Entries taken from a collection
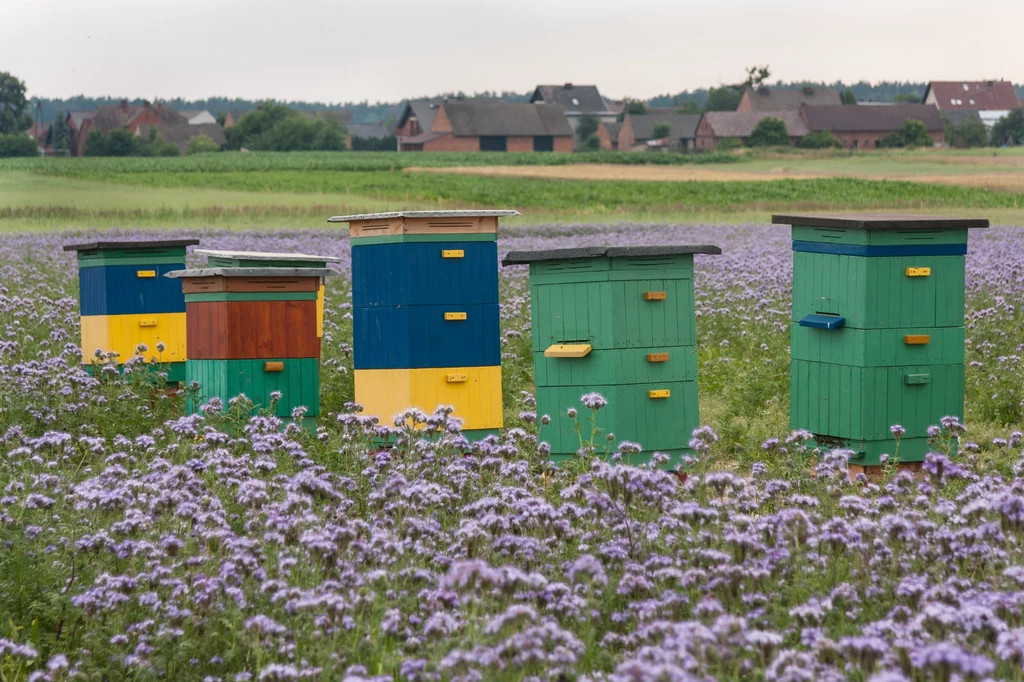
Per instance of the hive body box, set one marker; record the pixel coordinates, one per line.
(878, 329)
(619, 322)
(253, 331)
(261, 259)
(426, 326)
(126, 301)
==
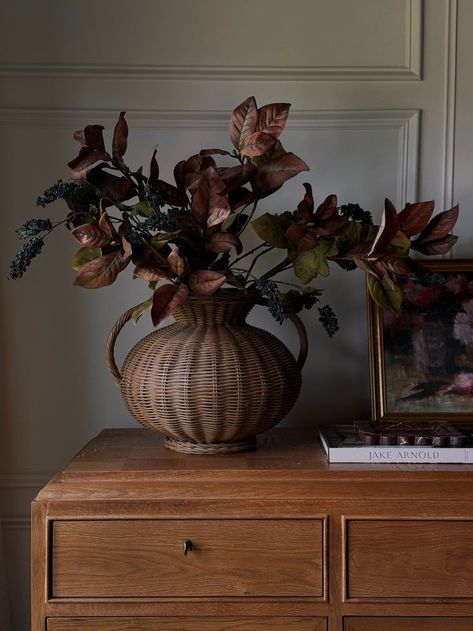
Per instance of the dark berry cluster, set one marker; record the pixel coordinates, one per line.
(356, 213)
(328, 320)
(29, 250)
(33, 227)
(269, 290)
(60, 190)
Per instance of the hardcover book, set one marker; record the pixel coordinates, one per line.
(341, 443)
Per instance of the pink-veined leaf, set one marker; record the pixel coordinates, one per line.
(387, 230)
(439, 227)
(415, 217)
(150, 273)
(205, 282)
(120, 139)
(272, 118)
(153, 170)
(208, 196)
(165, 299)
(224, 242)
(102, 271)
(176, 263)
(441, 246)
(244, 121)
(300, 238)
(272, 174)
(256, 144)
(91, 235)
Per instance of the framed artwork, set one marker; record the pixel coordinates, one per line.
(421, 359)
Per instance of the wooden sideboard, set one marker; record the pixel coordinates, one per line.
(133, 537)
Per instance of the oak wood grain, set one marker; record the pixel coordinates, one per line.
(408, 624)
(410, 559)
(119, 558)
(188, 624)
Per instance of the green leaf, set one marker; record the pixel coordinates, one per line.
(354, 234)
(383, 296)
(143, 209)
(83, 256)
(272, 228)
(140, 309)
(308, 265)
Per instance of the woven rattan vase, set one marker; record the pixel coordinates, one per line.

- _WORK TO COMPLETE_: Starting with the line above that holds "Per instance of the framed" and stopping with the line that holds "Per instance of the woven", reproduce each line exactly, omitting all other lines.

- _ANSWER SECTION_:
Per instance of the framed artwork, set one marker; record the pixel coordinates, one per line.
(421, 359)
Per instance of the wooden sideboard, set one marker; record the pixel coordinates, one per line.
(133, 537)
Per instance of the oak wood grain, set one marker; record the pixel coordinates, one per line.
(408, 624)
(410, 559)
(119, 558)
(188, 624)
Per instance of the green leaf, set one marker; record the pixel coordinates, one per line.
(354, 234)
(383, 296)
(143, 209)
(83, 256)
(272, 228)
(140, 309)
(308, 265)
Per instance of the woven rattan vase, set one marker; record the pixel coordinates, one per line.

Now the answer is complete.